* **Task directions**:
All of the records must be set down again word for word.

BEGIN Input data

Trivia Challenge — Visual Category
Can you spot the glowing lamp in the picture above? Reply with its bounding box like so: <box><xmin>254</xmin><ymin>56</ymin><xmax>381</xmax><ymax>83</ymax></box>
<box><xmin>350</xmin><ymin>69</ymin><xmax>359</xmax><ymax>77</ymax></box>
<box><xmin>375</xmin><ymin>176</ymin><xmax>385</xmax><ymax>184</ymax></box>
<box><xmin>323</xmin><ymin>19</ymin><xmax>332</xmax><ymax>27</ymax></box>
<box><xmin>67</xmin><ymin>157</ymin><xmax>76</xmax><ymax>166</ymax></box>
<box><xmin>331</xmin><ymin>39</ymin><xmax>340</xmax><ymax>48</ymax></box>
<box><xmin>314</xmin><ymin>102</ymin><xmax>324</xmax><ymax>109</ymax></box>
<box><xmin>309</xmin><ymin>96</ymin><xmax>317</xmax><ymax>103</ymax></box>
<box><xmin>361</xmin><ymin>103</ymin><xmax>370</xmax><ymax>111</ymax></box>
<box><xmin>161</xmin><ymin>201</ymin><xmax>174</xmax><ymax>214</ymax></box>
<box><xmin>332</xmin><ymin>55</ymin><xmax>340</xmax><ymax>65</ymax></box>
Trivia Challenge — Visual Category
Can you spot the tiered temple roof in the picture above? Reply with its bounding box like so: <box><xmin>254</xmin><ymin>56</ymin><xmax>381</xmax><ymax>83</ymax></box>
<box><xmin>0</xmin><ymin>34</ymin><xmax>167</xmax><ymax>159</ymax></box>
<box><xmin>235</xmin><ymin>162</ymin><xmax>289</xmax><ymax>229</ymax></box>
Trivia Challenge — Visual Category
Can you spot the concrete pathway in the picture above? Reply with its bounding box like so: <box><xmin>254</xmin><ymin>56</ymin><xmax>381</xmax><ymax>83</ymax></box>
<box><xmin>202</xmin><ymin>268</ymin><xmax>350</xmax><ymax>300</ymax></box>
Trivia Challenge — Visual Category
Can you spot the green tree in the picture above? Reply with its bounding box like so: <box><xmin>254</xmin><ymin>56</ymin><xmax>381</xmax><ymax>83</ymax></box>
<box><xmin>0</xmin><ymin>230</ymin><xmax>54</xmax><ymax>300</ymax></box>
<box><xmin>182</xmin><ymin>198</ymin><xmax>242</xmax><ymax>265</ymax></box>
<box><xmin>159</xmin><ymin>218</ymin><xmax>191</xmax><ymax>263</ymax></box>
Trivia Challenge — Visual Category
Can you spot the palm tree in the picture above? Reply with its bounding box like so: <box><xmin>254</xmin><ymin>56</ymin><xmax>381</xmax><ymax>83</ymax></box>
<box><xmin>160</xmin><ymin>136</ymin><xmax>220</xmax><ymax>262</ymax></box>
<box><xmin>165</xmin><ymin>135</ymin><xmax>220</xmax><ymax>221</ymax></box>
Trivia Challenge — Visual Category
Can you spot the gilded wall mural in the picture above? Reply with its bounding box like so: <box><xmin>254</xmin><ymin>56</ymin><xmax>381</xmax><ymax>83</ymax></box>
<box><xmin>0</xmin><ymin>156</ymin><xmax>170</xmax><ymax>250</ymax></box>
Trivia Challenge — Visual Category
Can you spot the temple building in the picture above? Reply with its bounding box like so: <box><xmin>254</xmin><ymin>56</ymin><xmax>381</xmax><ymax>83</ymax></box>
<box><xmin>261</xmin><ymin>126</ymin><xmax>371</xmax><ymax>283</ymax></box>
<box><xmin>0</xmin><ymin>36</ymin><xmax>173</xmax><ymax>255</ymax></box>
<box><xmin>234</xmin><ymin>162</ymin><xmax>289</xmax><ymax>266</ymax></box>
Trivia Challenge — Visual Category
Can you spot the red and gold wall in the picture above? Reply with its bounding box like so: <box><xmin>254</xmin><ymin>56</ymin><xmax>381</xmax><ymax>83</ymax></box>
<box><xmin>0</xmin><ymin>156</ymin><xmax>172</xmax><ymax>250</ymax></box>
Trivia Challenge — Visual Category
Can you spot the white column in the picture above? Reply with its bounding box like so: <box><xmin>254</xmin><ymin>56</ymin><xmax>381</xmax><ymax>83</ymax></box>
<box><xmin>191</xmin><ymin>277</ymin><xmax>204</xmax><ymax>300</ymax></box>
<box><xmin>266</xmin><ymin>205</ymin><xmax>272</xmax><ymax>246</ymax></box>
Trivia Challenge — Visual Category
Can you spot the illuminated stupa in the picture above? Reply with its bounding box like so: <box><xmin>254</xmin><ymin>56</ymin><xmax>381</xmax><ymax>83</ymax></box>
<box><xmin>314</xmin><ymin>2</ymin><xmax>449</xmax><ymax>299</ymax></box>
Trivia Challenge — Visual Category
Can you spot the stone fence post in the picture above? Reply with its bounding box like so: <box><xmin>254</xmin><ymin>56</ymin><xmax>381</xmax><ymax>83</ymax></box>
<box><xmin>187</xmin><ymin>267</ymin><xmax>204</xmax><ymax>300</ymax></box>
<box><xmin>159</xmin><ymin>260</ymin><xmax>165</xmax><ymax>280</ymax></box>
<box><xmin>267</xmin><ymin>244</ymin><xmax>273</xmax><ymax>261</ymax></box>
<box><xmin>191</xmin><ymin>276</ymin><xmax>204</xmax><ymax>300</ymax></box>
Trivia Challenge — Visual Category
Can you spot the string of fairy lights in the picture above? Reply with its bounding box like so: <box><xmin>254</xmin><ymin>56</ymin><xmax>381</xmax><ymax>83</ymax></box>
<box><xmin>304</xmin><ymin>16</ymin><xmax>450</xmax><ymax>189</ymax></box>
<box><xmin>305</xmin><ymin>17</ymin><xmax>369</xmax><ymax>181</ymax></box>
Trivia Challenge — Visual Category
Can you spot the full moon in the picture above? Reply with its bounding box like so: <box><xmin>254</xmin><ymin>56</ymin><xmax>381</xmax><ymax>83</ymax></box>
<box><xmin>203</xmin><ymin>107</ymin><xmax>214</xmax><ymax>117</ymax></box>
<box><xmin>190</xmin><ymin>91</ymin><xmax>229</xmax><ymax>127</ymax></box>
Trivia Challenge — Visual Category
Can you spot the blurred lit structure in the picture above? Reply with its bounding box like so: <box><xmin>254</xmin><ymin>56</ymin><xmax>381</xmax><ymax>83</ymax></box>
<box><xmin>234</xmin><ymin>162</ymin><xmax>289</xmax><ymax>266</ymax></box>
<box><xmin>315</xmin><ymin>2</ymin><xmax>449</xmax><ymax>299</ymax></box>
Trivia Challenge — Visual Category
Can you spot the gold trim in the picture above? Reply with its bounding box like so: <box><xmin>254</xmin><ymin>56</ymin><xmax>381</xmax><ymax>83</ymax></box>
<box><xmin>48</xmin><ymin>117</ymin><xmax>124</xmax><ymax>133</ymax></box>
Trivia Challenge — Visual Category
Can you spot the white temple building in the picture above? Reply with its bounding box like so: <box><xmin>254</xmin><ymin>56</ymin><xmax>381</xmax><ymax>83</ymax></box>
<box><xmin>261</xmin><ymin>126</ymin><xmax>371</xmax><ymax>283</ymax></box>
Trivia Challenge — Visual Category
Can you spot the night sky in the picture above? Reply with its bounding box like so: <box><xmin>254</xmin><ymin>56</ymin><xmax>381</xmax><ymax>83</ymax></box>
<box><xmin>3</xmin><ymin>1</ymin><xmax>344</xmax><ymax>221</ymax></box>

END Input data

* **Output below**:
Trivia Challenge — Visual Category
Can you spot the glowing lamp in the picture above? Reply with its bounding box like so: <box><xmin>254</xmin><ymin>56</ymin><xmax>381</xmax><ymax>83</ymax></box>
<box><xmin>350</xmin><ymin>69</ymin><xmax>359</xmax><ymax>77</ymax></box>
<box><xmin>375</xmin><ymin>176</ymin><xmax>385</xmax><ymax>184</ymax></box>
<box><xmin>323</xmin><ymin>19</ymin><xmax>332</xmax><ymax>27</ymax></box>
<box><xmin>67</xmin><ymin>157</ymin><xmax>76</xmax><ymax>166</ymax></box>
<box><xmin>331</xmin><ymin>39</ymin><xmax>340</xmax><ymax>48</ymax></box>
<box><xmin>314</xmin><ymin>102</ymin><xmax>324</xmax><ymax>109</ymax></box>
<box><xmin>309</xmin><ymin>96</ymin><xmax>317</xmax><ymax>103</ymax></box>
<box><xmin>361</xmin><ymin>103</ymin><xmax>370</xmax><ymax>111</ymax></box>
<box><xmin>161</xmin><ymin>201</ymin><xmax>174</xmax><ymax>214</ymax></box>
<box><xmin>332</xmin><ymin>55</ymin><xmax>340</xmax><ymax>65</ymax></box>
Trivia Challenge — Visual Category
Can you spot the tiered temple roof in the picture above? Reply with its bounding box like so: <box><xmin>254</xmin><ymin>56</ymin><xmax>381</xmax><ymax>83</ymax></box>
<box><xmin>0</xmin><ymin>34</ymin><xmax>167</xmax><ymax>159</ymax></box>
<box><xmin>235</xmin><ymin>162</ymin><xmax>289</xmax><ymax>229</ymax></box>
Trivia Challenge — Visual Category
Can you spot the concrete pathway in the picture above? Reply with its bounding box like so: <box><xmin>254</xmin><ymin>56</ymin><xmax>381</xmax><ymax>83</ymax></box>
<box><xmin>202</xmin><ymin>268</ymin><xmax>350</xmax><ymax>300</ymax></box>
Trivia Challenge — Visual Category
Can you spot the green tree in the picture above? Reply with its bounding box like so: <box><xmin>254</xmin><ymin>56</ymin><xmax>381</xmax><ymax>83</ymax></box>
<box><xmin>0</xmin><ymin>230</ymin><xmax>54</xmax><ymax>300</ymax></box>
<box><xmin>182</xmin><ymin>198</ymin><xmax>242</xmax><ymax>265</ymax></box>
<box><xmin>159</xmin><ymin>218</ymin><xmax>191</xmax><ymax>263</ymax></box>
Trivia Challenge — Visual Category
Can you spot the palm tree in the picture above? Reply with its bounding box like so: <box><xmin>254</xmin><ymin>56</ymin><xmax>381</xmax><ymax>83</ymax></box>
<box><xmin>160</xmin><ymin>136</ymin><xmax>220</xmax><ymax>262</ymax></box>
<box><xmin>165</xmin><ymin>135</ymin><xmax>220</xmax><ymax>221</ymax></box>
Trivia Challenge — Visual Category
Can you spot the gilded wall mural in the picture above? Reply with its bounding box like so: <box><xmin>254</xmin><ymin>56</ymin><xmax>381</xmax><ymax>83</ymax></box>
<box><xmin>0</xmin><ymin>156</ymin><xmax>170</xmax><ymax>250</ymax></box>
Trivia Challenge — Visual Category
Can you spot the temple building in the picture above? Reply with its bounding box like so: <box><xmin>254</xmin><ymin>56</ymin><xmax>381</xmax><ymax>83</ymax></box>
<box><xmin>261</xmin><ymin>126</ymin><xmax>371</xmax><ymax>283</ymax></box>
<box><xmin>0</xmin><ymin>36</ymin><xmax>173</xmax><ymax>255</ymax></box>
<box><xmin>234</xmin><ymin>162</ymin><xmax>289</xmax><ymax>266</ymax></box>
Trivia Challenge — Visual Category
Can you spot the red and gold wall in the picture above? Reply with its bounding box like so: <box><xmin>254</xmin><ymin>56</ymin><xmax>381</xmax><ymax>83</ymax></box>
<box><xmin>0</xmin><ymin>156</ymin><xmax>172</xmax><ymax>250</ymax></box>
Trivia Challenge — Visual Category
Can you spot the white column in the picture above? Reply with its bounding box like so: <box><xmin>254</xmin><ymin>56</ymin><xmax>381</xmax><ymax>83</ymax></box>
<box><xmin>191</xmin><ymin>277</ymin><xmax>204</xmax><ymax>300</ymax></box>
<box><xmin>266</xmin><ymin>205</ymin><xmax>272</xmax><ymax>246</ymax></box>
Trivia Challenge — Visual Category
Can you spot the illuminated stupa in the picture above? Reply with its bounding box like so: <box><xmin>254</xmin><ymin>56</ymin><xmax>381</xmax><ymax>83</ymax></box>
<box><xmin>314</xmin><ymin>2</ymin><xmax>449</xmax><ymax>299</ymax></box>
Trivia Challenge — Visual Category
Can you spot the stone fence post in the picture above? Reply with its bounding box like so: <box><xmin>254</xmin><ymin>56</ymin><xmax>381</xmax><ymax>83</ymax></box>
<box><xmin>187</xmin><ymin>267</ymin><xmax>204</xmax><ymax>300</ymax></box>
<box><xmin>159</xmin><ymin>260</ymin><xmax>165</xmax><ymax>280</ymax></box>
<box><xmin>267</xmin><ymin>244</ymin><xmax>273</xmax><ymax>261</ymax></box>
<box><xmin>191</xmin><ymin>276</ymin><xmax>204</xmax><ymax>300</ymax></box>
Trivia Challenge — Visual Category
Can you spot the string of fairy lights in the picture above? Reply with its bounding box like so: <box><xmin>254</xmin><ymin>56</ymin><xmax>381</xmax><ymax>83</ymax></box>
<box><xmin>304</xmin><ymin>16</ymin><xmax>450</xmax><ymax>189</ymax></box>
<box><xmin>305</xmin><ymin>17</ymin><xmax>369</xmax><ymax>181</ymax></box>
Trivia Challenge — Visual Category
Can you spot the full moon in the picture above? Reply with its bounding box like so: <box><xmin>254</xmin><ymin>56</ymin><xmax>381</xmax><ymax>83</ymax></box>
<box><xmin>203</xmin><ymin>107</ymin><xmax>214</xmax><ymax>117</ymax></box>
<box><xmin>190</xmin><ymin>91</ymin><xmax>229</xmax><ymax>127</ymax></box>
Trivia Challenge — Visual Category
Can you spot the blurred lit structure in the picture above? Reply with its bounding box like so: <box><xmin>254</xmin><ymin>56</ymin><xmax>381</xmax><ymax>83</ymax></box>
<box><xmin>234</xmin><ymin>162</ymin><xmax>289</xmax><ymax>266</ymax></box>
<box><xmin>315</xmin><ymin>2</ymin><xmax>449</xmax><ymax>299</ymax></box>
Trivia Challenge — Visual Category
Can you spot the gold trim in the picture above? Reply with its bounding box like so: <box><xmin>254</xmin><ymin>56</ymin><xmax>381</xmax><ymax>83</ymax></box>
<box><xmin>48</xmin><ymin>117</ymin><xmax>124</xmax><ymax>133</ymax></box>
Trivia Challenge — Visual Category
Can you spot the white temple building in the picture above? Reply with its bounding box like so: <box><xmin>254</xmin><ymin>56</ymin><xmax>381</xmax><ymax>83</ymax></box>
<box><xmin>261</xmin><ymin>126</ymin><xmax>371</xmax><ymax>283</ymax></box>
Trivia Challenge — Visual Category
Can you spot the night sky in the picture above? Reply with its bounding box like so: <box><xmin>254</xmin><ymin>56</ymin><xmax>381</xmax><ymax>83</ymax></box>
<box><xmin>3</xmin><ymin>1</ymin><xmax>344</xmax><ymax>221</ymax></box>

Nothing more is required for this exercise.